— EXCERPTED TEXT —
The top of the coffee table is now up to the next stage of the fun – shaping and sanding. The now dried slab of boards needs to be flattened on both sides, be trimmed to provide the overall shape, have the edges rounded and shaped and be sanded in preparation for finishing.
Sometimes it is best to embrace one’s weaknesses and turn them into a strength. These words of wisdom are my way of saying that I recognise that I am almost certainly never going to achieve a perfectly squared piece of furniture; after all we’re not making one of these:
Therefore I’m embracing my lack of exactness to create something more organic in nature. I also think this is more sympathetic to the nature of the materials I’m working with – reclaimed and reused timber.
The plan then (ok – there isn’t really a plan I’m working from other than a picture in my head I’m working towards and adapting and improvising along the way) is to round off the corners of the glued slab. Most importantly these round corners will be hand drawn and deliberately be uneven left to right and end to end. Before shaping the ends the slab has been rough planed both sides to a more even width.
After marking the cut the trimming is being done using a jig saw. Even with a fresh rip-cut blade the timbers really challenge the rip saw – not only is the slab right on the maximum thickness the saw can handle, the multi-decade seasoned ironbark is incredibly hard. I am really having to push the saw through the cut:
Next stage is to further plane both sides of the slab, and also shape the edges using the plane. Then on to the sanding. The rough sand is with P80 grade – again the well seasoned ironbark is playing havoc with the tools. Overall the rough sand ripped through about twelve sheets of P80, which each sheet losing 50% of the effectiveness as a sanding material after the first 60 seconds of sanding.

— WHAT YOU NEED TO DO —
Write out the passage of the coffee table text starting with "The plan then" and going on through "more even width.".

— PROVIDED INFORMATION —
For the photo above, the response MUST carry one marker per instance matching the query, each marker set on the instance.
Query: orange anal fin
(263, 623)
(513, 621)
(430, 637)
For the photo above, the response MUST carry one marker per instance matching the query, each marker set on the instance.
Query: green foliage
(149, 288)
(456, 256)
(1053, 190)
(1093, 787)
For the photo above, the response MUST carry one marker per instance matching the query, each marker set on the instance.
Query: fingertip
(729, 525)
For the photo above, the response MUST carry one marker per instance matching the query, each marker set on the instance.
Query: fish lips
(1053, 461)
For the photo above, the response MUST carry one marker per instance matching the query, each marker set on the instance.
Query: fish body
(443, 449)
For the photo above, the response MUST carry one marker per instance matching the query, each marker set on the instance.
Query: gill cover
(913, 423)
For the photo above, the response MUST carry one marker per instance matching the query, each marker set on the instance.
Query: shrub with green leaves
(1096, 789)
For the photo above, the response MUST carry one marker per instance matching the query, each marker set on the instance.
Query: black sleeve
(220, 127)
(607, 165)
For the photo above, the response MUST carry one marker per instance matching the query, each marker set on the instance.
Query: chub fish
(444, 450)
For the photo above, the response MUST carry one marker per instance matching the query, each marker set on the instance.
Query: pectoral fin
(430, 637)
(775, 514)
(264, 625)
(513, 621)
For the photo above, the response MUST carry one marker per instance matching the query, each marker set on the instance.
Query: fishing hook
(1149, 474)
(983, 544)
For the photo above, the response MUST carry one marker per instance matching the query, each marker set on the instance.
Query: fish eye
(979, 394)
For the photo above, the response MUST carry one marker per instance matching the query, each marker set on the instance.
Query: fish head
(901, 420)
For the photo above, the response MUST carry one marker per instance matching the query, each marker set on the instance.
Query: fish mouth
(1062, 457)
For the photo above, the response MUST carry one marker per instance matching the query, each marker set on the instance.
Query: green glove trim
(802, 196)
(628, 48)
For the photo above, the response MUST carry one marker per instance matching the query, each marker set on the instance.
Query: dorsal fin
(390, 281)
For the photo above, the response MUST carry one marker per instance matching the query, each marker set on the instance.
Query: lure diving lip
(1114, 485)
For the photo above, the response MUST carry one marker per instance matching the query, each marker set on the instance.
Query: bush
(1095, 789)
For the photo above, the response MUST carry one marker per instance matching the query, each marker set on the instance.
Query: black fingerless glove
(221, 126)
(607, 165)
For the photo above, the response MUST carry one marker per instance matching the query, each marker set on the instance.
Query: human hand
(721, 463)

— TASK ANSWER —
The plan then (ok – there isn’t really a plan I’m working from other than a picture in my head I’m working towards and adapting and improvising along the way) is to round off the corners of the glued slab. Most importantly these round corners will be hand drawn and deliberately be uneven left to right and end to end. Before shaping the ends the slab has been rough planed both sides to a more even width.